** START Data shown **

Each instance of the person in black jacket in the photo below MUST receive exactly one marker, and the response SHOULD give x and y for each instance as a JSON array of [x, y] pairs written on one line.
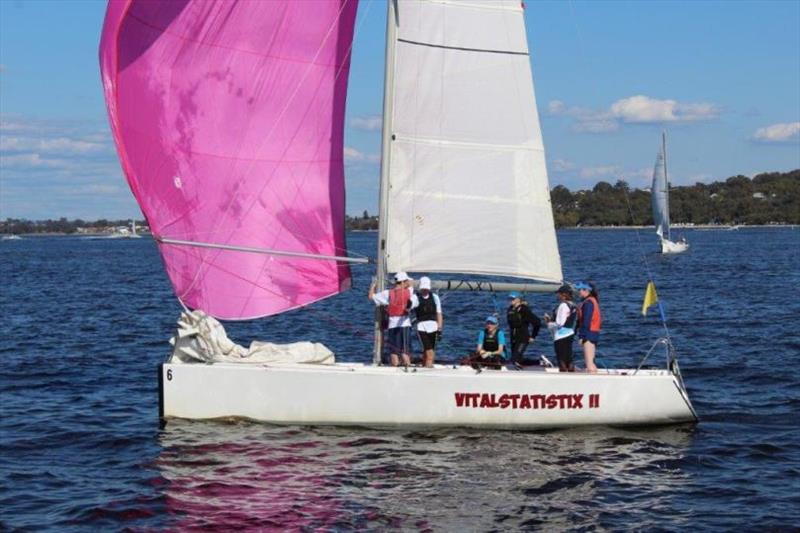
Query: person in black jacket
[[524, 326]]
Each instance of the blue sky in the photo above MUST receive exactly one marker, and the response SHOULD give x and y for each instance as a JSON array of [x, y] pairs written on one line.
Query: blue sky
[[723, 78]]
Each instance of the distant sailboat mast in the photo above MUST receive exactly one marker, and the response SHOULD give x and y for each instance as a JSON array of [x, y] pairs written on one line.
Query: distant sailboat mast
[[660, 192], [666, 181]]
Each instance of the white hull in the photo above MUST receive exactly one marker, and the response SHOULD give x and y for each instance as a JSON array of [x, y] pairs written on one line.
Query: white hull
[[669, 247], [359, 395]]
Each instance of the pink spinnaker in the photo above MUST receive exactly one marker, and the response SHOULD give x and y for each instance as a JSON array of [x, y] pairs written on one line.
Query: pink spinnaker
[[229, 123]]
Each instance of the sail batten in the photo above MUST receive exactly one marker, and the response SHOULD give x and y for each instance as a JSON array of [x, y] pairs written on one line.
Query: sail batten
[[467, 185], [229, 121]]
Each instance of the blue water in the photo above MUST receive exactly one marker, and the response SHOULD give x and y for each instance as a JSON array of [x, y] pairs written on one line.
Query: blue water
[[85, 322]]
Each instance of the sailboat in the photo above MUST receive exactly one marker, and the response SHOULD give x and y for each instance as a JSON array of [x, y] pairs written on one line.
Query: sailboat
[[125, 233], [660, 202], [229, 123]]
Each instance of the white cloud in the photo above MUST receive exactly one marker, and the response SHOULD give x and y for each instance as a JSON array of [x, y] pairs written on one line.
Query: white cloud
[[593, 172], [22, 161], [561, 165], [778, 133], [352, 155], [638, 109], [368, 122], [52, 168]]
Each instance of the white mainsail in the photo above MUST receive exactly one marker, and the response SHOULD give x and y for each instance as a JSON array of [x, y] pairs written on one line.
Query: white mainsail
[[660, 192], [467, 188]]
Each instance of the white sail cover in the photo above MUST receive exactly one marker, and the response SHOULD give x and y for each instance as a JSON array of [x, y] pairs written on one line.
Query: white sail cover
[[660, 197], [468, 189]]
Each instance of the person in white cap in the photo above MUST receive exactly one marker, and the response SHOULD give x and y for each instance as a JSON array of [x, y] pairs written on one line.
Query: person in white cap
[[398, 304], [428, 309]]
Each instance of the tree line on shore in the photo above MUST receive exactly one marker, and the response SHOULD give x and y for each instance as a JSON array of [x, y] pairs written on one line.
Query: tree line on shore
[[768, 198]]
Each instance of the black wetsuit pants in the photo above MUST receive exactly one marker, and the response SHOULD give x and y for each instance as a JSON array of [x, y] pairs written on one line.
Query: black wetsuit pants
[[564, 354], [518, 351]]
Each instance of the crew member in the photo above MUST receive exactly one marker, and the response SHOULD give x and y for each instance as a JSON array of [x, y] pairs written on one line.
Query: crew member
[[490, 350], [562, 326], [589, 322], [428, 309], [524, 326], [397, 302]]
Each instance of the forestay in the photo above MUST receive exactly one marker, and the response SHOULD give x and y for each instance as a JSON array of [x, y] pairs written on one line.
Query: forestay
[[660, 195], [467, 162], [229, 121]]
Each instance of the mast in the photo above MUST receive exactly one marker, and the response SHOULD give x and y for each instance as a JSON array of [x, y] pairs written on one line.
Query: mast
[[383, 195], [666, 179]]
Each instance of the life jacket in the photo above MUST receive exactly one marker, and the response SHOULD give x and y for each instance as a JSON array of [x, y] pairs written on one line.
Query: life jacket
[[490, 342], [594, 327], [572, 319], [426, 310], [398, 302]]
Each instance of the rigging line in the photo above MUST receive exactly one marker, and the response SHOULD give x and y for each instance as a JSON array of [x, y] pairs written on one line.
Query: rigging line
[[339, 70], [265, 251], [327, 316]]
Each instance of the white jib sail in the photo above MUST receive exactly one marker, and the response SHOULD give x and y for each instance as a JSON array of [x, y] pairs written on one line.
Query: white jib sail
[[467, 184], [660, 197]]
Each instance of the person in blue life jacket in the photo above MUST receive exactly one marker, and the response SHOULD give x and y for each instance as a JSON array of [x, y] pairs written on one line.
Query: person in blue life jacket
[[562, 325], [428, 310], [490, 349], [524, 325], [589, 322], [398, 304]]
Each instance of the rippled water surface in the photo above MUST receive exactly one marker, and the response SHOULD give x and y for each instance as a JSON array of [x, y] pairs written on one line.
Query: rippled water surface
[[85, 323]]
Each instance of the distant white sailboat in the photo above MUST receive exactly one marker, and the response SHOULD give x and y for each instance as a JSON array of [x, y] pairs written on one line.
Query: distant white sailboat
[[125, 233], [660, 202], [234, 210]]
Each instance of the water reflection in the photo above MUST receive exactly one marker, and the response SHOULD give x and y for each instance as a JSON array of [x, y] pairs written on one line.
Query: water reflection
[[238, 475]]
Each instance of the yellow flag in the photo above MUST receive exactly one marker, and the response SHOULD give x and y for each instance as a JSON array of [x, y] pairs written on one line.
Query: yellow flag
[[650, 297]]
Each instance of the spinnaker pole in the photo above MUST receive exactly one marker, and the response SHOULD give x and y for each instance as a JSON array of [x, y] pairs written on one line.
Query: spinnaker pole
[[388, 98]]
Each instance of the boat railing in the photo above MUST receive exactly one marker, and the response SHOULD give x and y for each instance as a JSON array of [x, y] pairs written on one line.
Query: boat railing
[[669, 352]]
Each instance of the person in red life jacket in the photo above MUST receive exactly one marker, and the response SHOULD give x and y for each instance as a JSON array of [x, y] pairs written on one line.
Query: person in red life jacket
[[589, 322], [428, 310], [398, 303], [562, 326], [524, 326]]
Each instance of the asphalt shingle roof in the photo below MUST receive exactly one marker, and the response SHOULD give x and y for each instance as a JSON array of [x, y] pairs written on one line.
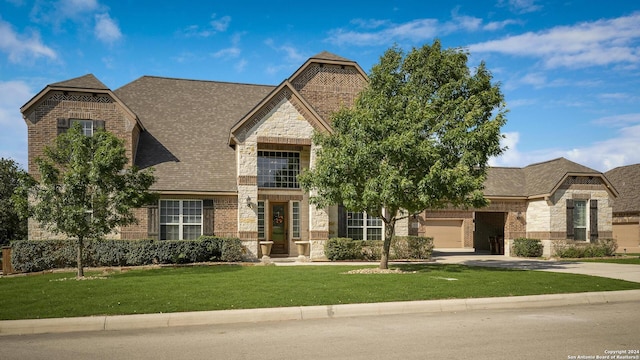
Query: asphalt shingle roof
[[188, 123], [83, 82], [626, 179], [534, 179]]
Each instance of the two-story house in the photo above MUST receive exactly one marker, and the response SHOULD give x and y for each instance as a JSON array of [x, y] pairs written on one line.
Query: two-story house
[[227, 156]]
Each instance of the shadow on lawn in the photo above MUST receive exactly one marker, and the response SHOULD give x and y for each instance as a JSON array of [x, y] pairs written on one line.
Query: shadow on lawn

** END Data shown **

> [Required work]
Please reproduce the lines above word for word, from the line with "Each instance of the blue sky" up to and including the line with "[[723, 78]]".

> [Output for this exercise]
Each instance of the blue sky in the photo above MUST receive exactly one marker, and the response SHOULD give x and y for each instance as a JSON array of [x, y] pairs written on one line.
Query: blue sky
[[723, 78]]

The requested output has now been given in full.